• [TRECHO DO DOCUMENTO]
Paradoxo: as torturas que sofri me impediram de entender direito o que o juiz espanhol Baltasar Garzón disse sobre a punição dos torturadores, no seminário internacional promovido ontem pela Secretaria Especial dos Direitos Humanos da Presidência da República, num hotel chique de São Paulo.
Garzón falava depressa, como se estivesse se dirigindo a hispânicos. A grande maioria compreendeu, riu de suas piadas, aplaudiu-lhe as tiradas retóricas.
Eu fiquei boiando, pois, desde que o cabo Polvorelli me estourou o tímpano num longínquo dia de junho de 1970, no quartel da PE da Vila militar (RJ), tenho dificuldade com certos timbres de voz.
Enfim, pelo pouco que consegui captar, mais o noticiado pela imprensa, depreendo que o principal momento da palestra do juiz responsável pela prisão de Pinochet foi quando ele reiterou: o Brasil tem obrigação de apurar as atrocidades cometidas pela ditadura de 1964/85, pois crimes contra a humanidade não prescrevem nem podem ser objeto de uma anistia autoconcedida pelos verdugos.

Trechos de conjunto de dados rotulados com caixas
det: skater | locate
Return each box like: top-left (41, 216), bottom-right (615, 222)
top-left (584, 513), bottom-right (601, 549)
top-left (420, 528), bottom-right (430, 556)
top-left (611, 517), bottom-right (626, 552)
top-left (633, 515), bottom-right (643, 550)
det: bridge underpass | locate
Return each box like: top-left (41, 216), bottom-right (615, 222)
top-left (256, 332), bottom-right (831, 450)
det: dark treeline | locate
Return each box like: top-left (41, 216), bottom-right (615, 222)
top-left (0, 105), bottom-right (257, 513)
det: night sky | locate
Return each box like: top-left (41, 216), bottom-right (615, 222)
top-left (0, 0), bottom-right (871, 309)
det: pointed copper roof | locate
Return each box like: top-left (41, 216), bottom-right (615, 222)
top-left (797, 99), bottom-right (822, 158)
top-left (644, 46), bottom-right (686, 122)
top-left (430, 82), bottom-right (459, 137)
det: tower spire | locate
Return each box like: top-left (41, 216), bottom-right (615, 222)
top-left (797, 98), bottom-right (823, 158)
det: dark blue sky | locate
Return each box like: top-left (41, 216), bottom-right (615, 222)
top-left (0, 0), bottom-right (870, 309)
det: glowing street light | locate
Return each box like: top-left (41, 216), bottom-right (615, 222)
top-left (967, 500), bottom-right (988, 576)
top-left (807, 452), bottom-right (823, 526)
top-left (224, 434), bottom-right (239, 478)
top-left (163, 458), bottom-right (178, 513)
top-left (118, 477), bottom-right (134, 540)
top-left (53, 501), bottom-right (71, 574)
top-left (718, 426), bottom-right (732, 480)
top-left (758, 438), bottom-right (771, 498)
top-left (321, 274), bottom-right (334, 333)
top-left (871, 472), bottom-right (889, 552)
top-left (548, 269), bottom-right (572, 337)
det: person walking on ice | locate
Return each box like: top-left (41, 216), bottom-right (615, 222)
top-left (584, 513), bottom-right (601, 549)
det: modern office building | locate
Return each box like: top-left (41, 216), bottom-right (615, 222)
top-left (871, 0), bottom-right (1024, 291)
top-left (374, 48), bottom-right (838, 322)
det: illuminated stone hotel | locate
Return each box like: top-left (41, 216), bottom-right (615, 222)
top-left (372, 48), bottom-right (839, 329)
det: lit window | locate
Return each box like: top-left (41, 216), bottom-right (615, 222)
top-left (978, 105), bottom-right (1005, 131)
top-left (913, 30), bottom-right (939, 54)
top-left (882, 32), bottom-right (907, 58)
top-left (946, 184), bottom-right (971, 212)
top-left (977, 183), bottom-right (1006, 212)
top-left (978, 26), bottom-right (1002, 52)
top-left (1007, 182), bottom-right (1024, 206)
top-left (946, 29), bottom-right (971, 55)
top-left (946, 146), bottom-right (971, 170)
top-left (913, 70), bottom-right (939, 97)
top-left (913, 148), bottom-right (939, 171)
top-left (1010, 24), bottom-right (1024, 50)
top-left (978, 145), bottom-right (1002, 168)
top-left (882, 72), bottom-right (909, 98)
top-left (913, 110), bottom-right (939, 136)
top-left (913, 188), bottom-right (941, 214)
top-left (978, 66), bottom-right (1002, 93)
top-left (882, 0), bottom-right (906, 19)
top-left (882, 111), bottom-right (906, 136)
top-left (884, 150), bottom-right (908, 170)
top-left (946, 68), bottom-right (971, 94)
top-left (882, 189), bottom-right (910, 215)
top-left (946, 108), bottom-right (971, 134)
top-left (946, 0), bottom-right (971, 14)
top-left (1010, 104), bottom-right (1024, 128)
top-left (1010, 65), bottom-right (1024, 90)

• [OBJETIVOS]
1 - Devolva integralmente e sem nenhuma alteração o texto sobre a palestra do juiz Baltasar Garzón.
2 - Redigite fielmente apenas as linhas das entradas, começando no início das entradas e terminando na linha que contém "top-left (374, 48), bottom-right (838, 322)", com ambas as extremidades incluídas.

• [SOLUÇÕES DAS TAREFAS]
1 -
Paradoxo: as torturas que sofri me impediram de entender direito o que o juiz espanhol Baltasar Garzón disse sobre a punição dos torturadores, no seminário internacional promovido ontem pela Secretaria Especial dos Direitos Humanos da Presidência da República, num hotel chique de São Paulo.
Garzón falava depressa, como se estivesse se dirigindo a hispânicos. A grande maioria compreendeu, riu de suas piadas, aplaudiu-lhe as tiradas retóricas.
Eu fiquei boiando, pois, desde que o cabo Polvorelli me estourou o tímpano num longínquo dia de junho de 1970, no quartel da PE da Vila militar (RJ), tenho dificuldade com certos timbres de voz.
Enfim, pelo pouco que consegui captar, mais o noticiado pela imprensa, depreendo que o principal momento da palestra do juiz responsável pela prisão de Pinochet foi quando ele reiterou: o Brasil tem obrigação de apurar as atrocidades cometidas pela ditadura de 1964/85, pois crimes contra a humanidade não prescrevem nem podem ser objeto de uma anistia autoconcedida pelos verdugos.

2 -
det: skater | locate
Return each box like: top-left (41, 216), bottom-right (615, 222)
top-left (584, 513), bottom-right (601, 549)
top-left (420, 528), bottom-right (430, 556)
top-left (611, 517), bottom-right (626, 552)
top-left (633, 515), bottom-right (643, 550)
det: bridge underpass | locate
Return each box like: top-left (41, 216), bottom-right (615, 222)
top-left (256, 332), bottom-right (831, 450)
det: dark treeline | locate
Return each box like: top-left (41, 216), bottom-right (615, 222)
top-left (0, 105), bottom-right (257, 513)
det: night sky | locate
Return each box like: top-left (41, 216), bottom-right (615, 222)
top-left (0, 0), bottom-right (871, 309)
det: pointed copper roof | locate
Return each box like: top-left (41, 216), bottom-right (615, 222)
top-left (797, 99), bottom-right (822, 158)
top-left (644, 46), bottom-right (686, 122)
top-left (430, 82), bottom-right (459, 137)
det: tower spire | locate
Return each box like: top-left (41, 216), bottom-right (615, 222)
top-left (797, 98), bottom-right (823, 158)
det: dark blue sky | locate
Return each box like: top-left (41, 216), bottom-right (615, 222)
top-left (0, 0), bottom-right (870, 309)
det: glowing street light | locate
Return each box like: top-left (41, 216), bottom-right (615, 222)
top-left (967, 500), bottom-right (988, 576)
top-left (807, 452), bottom-right (823, 526)
top-left (224, 434), bottom-right (239, 478)
top-left (163, 458), bottom-right (178, 513)
top-left (118, 477), bottom-right (134, 540)
top-left (53, 501), bottom-right (71, 574)
top-left (718, 426), bottom-right (732, 480)
top-left (758, 438), bottom-right (771, 498)
top-left (321, 274), bottom-right (334, 333)
top-left (871, 472), bottom-right (889, 552)
top-left (548, 269), bottom-right (572, 337)
det: person walking on ice | locate
Return each box like: top-left (41, 216), bottom-right (615, 222)
top-left (584, 513), bottom-right (601, 549)
det: modern office building | locate
Return each box like: top-left (41, 216), bottom-right (615, 222)
top-left (871, 0), bottom-right (1024, 291)
top-left (374, 48), bottom-right (838, 322)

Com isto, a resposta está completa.